* **Data items**:

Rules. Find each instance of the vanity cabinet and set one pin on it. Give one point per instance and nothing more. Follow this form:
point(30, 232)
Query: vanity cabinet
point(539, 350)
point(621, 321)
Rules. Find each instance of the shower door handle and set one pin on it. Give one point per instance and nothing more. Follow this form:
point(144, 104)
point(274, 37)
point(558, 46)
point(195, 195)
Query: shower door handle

* **Task requirements**:
Express every line of the entries above as a JSON list of strings, one string per line, skipping any blank lines.

* **Output**:
[
  "Rules. Find each instance of the vanity cabinet and set one pin on it. Give one point per instance and nothing more. Follow this form:",
  "point(30, 232)",
  "Query: vanity cabinet",
  "point(539, 350)",
  "point(621, 321)",
  "Rules. Find each instance of the shower door handle and set one pin on it. Give one point per instance and nothing more. Follow this form:",
  "point(144, 104)",
  "point(274, 37)",
  "point(558, 46)",
  "point(195, 195)",
  "Query: shower door handle"
]